PROVIDED TEXT:
* * * * * * *

The Hon Catherine Branson QC
Book Launch, NSW Council of Christians and Jews Inc.
24 November 2009
I would like to begin by acknowledging the traditional owners of the land upon which we meet, the Gadigal peoples of the Eora nation, and pay my respects to their elders, past, present and future.
May I also acknowledge Mr Barry O’Farrell, Leader of the Opposition, Mr Greg Smith, Shadow Attorney-General, and Mr John Aquilina, Leader of the House.
I would like to thank Mr William Szekely, President of the NSW Council of Christians and Jews, for inviting me to speak at this launch of ‘Broken Glass, Unbroken Memories’.
Freedom of religious belief, racial discrimination and social cohesion are core concerns of the Australian Human Rights Commission. Increasingly, they are issues of fundamental importance to Australian society.
Tonight we remember an extreme instance of state-sanctioned violence based upon religious intolerance and racial prejudice. It is important that we remember what happened in Germany and Austria on 9 November 1938 because remembering will help us ensure that nothing like that ever happens again. Additionally, as I am told that Helen Bamber mentioned last night in her Andrew Denton interview, ‘bearing witness’ is perhaps the only meaningful thing we can do when faced with human suffering on this scale.
Inter-cultural and inter-faith dialogue such as that which is promoted by the NSW Council of Christians and Jews is critical to building a culture of peace and what has been called an ‘alliance of civilizations’.1 Dialogue of this kind reveals the common core values of diverse cultures. By and large these values are also reflected in universal human rights principles.
A focus on what binds cultures instead of what separates cultures is critical to preventing destructive conflict and misunderstandings.
This evening, we revisit an historical ‘clash’, an attempted destruction of a ‘civilisation’, which is seared into our collective memory. And in that context, I wish to consider how we should respond in Australia to discrimination against minorities on the basis of their race or religion or, as often is the case, a confounding of both. How can we best promote respect of differing religious views and their cultural manifestations?
As many of you will be intimately aware, in the 1920s, German Jews generally regarded themselves as being part of German society and were proud patriots. However, for centuries in Germany, anti-Semitism had simmered beneath the surface. This anti-Semitism found official sanction with the election of the Nazi Party in early 1933, and with that began the first steps on the path to the ‘Final Solution’.

* * * * * * *

STORED DATA:
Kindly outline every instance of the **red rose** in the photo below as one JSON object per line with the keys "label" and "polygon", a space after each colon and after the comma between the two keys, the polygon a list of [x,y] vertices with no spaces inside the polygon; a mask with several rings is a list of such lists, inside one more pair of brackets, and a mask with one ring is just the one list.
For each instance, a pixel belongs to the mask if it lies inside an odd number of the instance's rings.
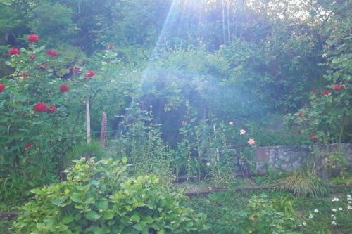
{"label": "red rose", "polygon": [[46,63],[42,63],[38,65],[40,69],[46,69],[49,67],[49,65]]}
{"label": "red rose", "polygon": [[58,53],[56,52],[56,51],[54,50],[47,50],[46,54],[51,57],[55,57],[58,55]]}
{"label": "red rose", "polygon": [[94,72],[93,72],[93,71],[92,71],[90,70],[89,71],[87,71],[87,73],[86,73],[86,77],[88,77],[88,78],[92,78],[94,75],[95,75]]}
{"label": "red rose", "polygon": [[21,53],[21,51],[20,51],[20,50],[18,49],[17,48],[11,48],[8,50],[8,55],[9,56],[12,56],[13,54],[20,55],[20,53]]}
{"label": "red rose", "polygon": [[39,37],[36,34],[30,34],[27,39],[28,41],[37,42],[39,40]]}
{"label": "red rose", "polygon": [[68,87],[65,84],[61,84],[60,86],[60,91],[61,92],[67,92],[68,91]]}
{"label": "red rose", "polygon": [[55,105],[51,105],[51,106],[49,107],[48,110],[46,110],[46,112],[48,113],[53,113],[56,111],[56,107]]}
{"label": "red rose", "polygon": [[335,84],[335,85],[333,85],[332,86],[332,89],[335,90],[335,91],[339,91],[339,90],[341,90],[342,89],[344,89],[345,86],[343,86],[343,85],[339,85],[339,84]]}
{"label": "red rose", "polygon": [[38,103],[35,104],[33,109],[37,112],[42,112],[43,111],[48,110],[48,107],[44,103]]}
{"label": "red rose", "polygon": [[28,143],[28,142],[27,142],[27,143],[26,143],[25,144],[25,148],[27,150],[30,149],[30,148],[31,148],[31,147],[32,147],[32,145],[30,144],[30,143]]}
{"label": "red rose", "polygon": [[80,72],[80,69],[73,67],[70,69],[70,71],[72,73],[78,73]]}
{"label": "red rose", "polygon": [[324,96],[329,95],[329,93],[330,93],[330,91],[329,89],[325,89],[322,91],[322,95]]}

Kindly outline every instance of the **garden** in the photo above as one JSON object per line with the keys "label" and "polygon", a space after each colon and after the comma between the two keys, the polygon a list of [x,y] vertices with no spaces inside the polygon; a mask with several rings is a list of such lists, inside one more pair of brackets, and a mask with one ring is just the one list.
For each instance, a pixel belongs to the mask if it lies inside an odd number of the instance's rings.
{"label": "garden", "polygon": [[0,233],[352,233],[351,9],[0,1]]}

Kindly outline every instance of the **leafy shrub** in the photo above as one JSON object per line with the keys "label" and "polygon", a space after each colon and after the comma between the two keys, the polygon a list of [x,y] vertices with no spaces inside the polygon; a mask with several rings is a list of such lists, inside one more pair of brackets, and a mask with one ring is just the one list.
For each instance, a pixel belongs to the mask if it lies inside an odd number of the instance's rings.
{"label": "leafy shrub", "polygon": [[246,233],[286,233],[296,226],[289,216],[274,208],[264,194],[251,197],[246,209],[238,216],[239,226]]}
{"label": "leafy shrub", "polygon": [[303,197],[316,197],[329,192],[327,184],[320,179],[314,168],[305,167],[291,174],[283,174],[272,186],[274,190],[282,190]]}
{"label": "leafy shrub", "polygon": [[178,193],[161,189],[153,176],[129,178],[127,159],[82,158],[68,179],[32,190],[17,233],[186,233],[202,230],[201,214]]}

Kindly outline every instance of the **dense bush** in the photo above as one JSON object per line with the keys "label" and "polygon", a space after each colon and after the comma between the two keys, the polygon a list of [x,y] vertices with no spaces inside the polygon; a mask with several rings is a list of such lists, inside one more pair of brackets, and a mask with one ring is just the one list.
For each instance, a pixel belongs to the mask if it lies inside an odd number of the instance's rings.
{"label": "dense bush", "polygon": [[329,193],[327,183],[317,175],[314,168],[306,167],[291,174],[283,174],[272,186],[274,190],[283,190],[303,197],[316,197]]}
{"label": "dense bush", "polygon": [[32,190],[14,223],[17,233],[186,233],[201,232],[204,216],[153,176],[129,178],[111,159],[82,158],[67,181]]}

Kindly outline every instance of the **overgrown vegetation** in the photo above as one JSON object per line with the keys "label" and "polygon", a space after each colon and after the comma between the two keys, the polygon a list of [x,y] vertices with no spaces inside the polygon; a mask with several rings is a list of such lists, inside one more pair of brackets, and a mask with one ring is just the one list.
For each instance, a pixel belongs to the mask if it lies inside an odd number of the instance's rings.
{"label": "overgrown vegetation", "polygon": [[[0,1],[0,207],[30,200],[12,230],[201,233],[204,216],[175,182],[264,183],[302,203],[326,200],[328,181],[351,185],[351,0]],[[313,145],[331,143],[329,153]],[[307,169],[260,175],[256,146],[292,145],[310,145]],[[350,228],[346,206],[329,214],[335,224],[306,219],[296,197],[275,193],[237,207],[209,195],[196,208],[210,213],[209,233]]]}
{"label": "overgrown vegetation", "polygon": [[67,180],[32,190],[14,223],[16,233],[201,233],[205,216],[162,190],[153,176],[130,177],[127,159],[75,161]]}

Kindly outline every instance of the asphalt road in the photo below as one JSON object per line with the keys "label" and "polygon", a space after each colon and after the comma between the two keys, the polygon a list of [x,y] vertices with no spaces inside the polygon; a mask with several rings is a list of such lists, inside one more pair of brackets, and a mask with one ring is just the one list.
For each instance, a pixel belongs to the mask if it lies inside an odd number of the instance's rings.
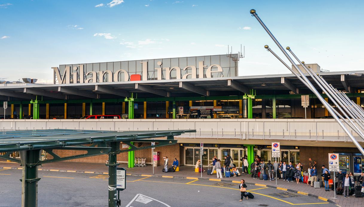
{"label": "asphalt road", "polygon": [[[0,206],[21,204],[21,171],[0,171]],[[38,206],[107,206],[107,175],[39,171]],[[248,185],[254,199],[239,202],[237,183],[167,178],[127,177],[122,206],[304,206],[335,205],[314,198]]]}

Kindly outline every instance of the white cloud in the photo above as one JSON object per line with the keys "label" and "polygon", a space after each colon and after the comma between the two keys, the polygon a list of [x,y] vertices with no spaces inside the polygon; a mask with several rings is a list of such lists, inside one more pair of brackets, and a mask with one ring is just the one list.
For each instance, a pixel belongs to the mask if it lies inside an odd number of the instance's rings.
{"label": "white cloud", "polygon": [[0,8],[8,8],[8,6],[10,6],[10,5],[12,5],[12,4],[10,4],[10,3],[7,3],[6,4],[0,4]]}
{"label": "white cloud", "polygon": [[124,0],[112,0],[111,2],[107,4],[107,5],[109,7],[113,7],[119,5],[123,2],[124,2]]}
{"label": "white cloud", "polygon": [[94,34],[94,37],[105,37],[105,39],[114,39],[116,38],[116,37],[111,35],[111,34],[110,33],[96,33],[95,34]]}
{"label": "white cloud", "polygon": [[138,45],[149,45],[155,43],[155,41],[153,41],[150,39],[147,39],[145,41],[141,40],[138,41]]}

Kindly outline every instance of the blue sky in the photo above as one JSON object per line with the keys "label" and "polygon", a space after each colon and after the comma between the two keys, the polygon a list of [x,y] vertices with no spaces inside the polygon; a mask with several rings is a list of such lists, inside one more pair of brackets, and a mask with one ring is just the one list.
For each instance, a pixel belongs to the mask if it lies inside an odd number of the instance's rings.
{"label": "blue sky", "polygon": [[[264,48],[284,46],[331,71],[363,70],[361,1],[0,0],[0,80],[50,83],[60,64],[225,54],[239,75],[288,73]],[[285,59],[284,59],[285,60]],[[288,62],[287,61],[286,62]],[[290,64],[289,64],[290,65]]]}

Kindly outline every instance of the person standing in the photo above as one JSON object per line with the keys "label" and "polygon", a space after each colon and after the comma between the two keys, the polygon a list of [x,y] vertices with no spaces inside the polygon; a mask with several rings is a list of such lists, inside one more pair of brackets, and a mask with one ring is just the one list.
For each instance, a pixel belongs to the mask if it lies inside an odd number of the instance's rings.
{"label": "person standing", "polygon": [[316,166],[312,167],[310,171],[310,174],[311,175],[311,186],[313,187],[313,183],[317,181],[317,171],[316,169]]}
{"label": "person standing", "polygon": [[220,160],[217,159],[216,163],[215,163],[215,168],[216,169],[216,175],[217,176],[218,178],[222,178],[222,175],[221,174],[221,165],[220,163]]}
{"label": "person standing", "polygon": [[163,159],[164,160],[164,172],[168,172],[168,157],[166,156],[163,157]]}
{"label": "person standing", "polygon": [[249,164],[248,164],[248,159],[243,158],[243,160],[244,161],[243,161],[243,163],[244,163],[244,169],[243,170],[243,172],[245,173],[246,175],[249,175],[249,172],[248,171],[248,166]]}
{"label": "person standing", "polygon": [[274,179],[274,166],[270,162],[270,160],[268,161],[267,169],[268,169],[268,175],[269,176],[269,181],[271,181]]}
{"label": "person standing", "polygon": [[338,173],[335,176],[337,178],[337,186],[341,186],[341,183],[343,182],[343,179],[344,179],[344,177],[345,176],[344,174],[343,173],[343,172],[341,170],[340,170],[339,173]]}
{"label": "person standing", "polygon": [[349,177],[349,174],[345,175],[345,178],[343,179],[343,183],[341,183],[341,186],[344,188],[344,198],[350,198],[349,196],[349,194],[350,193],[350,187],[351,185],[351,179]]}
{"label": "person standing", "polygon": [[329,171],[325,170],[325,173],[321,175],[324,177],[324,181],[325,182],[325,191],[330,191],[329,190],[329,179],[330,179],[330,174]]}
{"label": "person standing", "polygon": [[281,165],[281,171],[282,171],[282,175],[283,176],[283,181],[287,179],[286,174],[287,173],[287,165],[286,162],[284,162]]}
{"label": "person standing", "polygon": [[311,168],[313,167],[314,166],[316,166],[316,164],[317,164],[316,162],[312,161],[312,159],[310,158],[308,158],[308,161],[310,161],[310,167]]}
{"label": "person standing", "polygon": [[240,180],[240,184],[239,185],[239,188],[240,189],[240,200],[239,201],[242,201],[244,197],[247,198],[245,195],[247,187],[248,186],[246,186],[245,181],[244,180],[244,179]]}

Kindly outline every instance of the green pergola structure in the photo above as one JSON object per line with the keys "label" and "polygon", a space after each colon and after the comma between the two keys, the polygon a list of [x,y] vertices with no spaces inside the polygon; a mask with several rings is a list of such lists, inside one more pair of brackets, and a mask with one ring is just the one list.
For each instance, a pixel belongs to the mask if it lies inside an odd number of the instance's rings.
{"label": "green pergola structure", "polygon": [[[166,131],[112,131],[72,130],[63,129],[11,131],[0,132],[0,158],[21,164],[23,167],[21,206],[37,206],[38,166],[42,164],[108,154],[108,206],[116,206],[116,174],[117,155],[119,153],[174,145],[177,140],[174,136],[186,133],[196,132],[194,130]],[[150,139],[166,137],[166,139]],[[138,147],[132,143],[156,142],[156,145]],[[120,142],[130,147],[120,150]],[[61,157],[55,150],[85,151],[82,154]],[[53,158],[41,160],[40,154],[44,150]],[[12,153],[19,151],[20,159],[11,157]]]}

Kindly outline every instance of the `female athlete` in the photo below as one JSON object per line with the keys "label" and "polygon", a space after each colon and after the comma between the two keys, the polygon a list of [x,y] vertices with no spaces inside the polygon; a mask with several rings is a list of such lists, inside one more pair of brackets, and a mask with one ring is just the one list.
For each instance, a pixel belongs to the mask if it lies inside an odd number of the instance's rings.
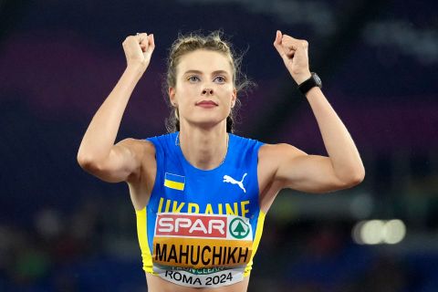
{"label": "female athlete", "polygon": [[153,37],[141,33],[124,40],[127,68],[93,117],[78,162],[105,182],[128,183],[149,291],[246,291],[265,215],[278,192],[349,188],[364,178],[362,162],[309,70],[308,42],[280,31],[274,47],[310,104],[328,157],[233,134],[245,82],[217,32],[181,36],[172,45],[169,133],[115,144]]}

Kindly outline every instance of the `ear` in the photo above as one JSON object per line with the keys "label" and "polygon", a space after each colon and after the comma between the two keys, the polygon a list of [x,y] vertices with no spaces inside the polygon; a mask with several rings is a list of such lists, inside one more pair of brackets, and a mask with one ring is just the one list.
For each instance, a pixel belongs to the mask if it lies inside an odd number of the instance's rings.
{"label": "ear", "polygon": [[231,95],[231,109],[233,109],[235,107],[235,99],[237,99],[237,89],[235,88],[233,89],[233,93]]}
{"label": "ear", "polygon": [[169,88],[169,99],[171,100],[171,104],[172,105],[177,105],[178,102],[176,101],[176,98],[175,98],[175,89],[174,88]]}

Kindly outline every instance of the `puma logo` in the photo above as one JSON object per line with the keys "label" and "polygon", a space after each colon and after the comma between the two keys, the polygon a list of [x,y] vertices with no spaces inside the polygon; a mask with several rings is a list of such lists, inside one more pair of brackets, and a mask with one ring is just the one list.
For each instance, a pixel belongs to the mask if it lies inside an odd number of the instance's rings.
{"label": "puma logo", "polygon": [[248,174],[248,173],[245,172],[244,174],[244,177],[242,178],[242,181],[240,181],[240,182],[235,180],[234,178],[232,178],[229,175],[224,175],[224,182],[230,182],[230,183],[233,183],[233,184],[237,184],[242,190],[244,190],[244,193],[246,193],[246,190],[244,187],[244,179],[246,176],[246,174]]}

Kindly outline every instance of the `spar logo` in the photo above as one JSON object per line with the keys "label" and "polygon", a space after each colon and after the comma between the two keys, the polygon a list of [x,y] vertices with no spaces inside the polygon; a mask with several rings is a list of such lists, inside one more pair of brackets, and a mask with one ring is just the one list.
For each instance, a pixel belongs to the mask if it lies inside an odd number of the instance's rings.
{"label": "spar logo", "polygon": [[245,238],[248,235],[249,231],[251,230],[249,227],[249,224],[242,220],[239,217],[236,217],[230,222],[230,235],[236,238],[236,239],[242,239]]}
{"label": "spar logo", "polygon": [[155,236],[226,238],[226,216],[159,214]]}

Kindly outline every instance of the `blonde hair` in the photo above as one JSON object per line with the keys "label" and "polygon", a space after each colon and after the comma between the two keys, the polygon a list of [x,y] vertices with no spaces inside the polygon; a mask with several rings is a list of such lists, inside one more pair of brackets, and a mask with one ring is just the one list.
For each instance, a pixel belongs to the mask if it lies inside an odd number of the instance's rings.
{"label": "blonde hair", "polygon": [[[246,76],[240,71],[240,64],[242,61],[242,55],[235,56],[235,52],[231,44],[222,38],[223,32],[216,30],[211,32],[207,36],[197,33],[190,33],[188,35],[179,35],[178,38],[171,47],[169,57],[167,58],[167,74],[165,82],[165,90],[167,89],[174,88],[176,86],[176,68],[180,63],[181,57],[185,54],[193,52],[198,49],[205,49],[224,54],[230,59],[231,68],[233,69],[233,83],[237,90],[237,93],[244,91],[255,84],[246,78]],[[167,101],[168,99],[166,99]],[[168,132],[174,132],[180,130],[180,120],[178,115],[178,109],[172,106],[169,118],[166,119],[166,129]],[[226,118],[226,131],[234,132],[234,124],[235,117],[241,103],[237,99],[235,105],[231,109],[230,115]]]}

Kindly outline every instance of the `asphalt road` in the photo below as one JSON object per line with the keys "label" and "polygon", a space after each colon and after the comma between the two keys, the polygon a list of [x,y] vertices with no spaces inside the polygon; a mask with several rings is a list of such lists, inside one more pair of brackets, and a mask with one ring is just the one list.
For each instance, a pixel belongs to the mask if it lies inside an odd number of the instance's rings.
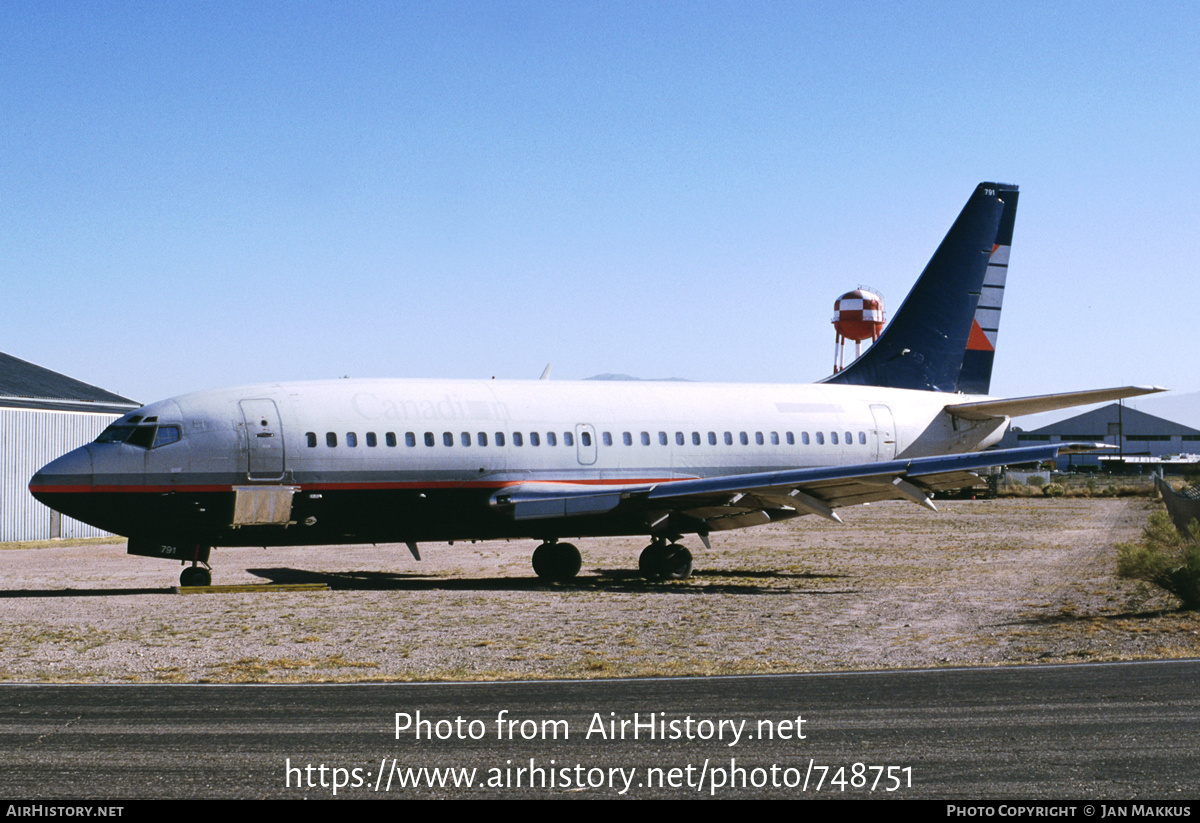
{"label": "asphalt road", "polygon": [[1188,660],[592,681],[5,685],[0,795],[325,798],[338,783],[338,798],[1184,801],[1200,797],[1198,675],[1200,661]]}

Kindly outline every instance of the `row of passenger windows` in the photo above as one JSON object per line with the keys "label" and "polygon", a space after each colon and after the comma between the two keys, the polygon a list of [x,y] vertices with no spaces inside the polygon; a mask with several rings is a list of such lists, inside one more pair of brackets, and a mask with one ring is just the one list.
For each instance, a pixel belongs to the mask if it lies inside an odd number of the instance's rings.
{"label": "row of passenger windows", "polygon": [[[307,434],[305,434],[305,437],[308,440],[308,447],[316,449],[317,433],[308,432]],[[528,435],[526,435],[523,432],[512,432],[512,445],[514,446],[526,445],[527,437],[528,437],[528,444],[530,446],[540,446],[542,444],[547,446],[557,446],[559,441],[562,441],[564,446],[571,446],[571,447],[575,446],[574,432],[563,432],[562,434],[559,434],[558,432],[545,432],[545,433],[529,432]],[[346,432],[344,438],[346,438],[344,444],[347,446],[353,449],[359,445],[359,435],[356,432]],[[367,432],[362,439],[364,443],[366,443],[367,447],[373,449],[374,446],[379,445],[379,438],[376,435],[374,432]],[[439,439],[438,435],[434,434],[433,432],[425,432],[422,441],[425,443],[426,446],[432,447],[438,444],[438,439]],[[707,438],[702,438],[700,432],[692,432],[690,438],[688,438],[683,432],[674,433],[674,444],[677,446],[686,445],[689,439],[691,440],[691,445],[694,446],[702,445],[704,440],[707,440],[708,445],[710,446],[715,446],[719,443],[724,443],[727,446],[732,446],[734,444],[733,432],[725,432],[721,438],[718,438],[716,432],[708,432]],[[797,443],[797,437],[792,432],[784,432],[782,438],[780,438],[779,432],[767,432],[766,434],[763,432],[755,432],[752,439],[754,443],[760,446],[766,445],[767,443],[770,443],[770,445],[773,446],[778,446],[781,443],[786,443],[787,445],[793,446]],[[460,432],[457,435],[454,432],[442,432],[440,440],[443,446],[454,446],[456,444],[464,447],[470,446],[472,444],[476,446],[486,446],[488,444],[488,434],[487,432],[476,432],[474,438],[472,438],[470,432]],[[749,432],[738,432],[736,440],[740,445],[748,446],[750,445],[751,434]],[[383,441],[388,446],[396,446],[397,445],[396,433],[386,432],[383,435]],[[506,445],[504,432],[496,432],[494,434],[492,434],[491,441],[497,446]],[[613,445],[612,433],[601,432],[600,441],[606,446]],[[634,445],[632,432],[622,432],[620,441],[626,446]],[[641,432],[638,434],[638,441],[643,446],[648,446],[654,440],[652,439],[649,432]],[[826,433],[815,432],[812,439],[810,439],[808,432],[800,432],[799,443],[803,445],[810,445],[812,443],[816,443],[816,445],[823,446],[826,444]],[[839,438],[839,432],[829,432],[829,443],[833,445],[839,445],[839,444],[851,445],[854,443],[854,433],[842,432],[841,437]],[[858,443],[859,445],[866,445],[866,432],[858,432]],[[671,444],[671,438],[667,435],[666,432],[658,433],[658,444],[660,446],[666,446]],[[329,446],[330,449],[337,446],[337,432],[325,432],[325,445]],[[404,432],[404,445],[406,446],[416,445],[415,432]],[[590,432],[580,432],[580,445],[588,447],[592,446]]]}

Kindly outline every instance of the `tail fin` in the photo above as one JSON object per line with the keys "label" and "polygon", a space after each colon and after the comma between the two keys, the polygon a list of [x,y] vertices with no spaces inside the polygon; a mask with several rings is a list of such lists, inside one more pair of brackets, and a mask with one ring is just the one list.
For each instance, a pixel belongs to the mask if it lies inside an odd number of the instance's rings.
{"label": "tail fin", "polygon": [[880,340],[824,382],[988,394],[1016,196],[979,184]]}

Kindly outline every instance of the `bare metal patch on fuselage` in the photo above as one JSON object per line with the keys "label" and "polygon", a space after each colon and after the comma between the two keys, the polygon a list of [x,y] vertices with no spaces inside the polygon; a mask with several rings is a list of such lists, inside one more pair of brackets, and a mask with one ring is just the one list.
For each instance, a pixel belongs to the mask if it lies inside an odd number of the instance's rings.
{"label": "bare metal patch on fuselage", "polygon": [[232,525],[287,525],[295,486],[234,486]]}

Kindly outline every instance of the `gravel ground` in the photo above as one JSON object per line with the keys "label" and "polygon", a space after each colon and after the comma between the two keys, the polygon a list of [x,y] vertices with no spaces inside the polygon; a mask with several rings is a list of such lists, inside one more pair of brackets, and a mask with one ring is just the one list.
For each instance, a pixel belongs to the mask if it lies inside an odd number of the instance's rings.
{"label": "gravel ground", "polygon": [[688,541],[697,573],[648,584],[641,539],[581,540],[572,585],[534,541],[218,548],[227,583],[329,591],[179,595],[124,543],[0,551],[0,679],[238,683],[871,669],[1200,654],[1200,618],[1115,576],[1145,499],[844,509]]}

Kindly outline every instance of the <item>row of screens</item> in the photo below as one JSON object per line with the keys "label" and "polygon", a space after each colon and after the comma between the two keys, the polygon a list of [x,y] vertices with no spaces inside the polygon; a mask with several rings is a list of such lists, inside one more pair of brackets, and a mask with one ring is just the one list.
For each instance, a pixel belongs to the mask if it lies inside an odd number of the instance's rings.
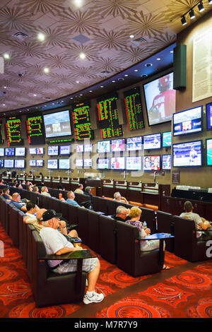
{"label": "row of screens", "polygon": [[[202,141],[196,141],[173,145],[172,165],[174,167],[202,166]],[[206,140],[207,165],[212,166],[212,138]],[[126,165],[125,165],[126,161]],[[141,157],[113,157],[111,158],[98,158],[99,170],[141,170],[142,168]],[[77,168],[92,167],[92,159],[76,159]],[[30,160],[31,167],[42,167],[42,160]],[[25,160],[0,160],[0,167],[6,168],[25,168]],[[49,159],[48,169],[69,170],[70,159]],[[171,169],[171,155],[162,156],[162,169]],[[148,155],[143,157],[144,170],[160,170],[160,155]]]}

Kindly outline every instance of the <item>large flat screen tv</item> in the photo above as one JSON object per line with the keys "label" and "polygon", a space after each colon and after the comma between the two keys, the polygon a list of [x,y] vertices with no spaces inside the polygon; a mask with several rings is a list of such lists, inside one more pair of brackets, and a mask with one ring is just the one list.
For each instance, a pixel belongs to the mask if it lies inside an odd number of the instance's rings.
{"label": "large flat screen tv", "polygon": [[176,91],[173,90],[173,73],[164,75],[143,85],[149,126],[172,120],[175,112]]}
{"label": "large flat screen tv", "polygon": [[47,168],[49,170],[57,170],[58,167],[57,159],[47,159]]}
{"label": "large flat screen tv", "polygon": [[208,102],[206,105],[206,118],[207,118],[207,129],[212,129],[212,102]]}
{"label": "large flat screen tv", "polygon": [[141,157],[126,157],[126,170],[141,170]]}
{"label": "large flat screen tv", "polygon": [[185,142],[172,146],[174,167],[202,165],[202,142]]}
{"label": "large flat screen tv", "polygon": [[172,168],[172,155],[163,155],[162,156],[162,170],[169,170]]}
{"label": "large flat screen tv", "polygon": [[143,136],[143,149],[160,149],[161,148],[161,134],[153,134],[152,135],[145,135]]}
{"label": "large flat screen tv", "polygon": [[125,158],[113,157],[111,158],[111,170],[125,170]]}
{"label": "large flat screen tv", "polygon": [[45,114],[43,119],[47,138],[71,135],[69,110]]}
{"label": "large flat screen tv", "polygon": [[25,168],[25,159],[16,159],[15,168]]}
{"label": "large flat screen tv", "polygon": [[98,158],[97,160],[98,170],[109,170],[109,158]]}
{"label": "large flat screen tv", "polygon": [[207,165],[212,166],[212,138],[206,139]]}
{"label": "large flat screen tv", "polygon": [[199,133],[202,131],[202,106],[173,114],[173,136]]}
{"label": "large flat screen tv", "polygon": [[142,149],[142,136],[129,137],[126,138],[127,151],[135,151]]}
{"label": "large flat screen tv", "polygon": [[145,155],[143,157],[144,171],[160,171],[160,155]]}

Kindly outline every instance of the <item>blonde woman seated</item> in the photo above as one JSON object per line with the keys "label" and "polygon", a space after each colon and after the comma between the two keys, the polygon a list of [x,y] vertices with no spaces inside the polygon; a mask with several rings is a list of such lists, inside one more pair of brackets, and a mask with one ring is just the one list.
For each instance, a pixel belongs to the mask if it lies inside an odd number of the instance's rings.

* * * * * * *

INSTRUCTIONS TO FOLLOW: Please continue the book launch speech from its last sentence, keeping its voice and subject.

TASK ANSWER:
We are all familiar with the devastating impact of the extreme discrimination experienced by the Jewish people in Germany. The Nazis singled-out the Jewish people as an ‘ethnic group’ and persecuted them on that basis (along with others who were perceived to be ‘undesirable’ such as the Romany, people with disability and homosexuals). The persecution of the Jewish people began with their exclusion from German social and political life. Hitler introduced anti-Jewish policies restricting the rights of Jewish Germans to earn a living, to educate themselves and to work in the civil service. Later, under the Nuremberg Laws of 1935, Jewish Germans were stripped of their citizenship and prohibited from marrying non-Jewish Germans.
Kristallnacht is often perceived to be the beginning of the Holocaust. It was an event which is emblematic for the Jewish community; it foreshadowed the cultural and human genocide that was to follow.
During the riots of 9 November 1938, the evening of ‘Broken Glass’, the Jewish people and their property were subjected to a wholesale attack. Businesses were destroyed, homes ransacked, libraries raided, sacred sites vandalised, art works stolen and cultural heritage burned. On one level these were assaults on the livelihood and assets of Jewish people and therefore their economic security. But even more damaging, appalling and permanent was the attack on freedom of thought, freedom of assembly, and freedom of religious belief.
Of course this is a story which is all too familiar to you. But it is also one that warrants re-telling time and time again, to remind us of the danger of prejudice transforming into violence. And we should recognise that this danger cannot be completely discounted in our own society. We know this in part because of the valuable role played by Jeremy Jones (I interpolate, a one time winner of the Australian Human Rights Commission’s Human Rights Medal) in collating on an annual basis recorded acts of anti-Semitism in Australia. His reports make disturbing reading.
I also know of this danger from my time on the Federal Court of Australia. When I was the trial judge in Jones v Toben2 I was shocked by the material from the Adelaide Institute website that was drawn to my attention during the hearing of that case. But I was considerably more discomforted and dismayed by the anti-Semitism that was expressed in letters that started coming to my chambers after the trial received coverage in the press. These letters, and there were a few of them, expressed even more extreme levels of prejudice and hatred than that displayed on the Adelaide Institute website and were filled with menace towards Australia’s Jewish community.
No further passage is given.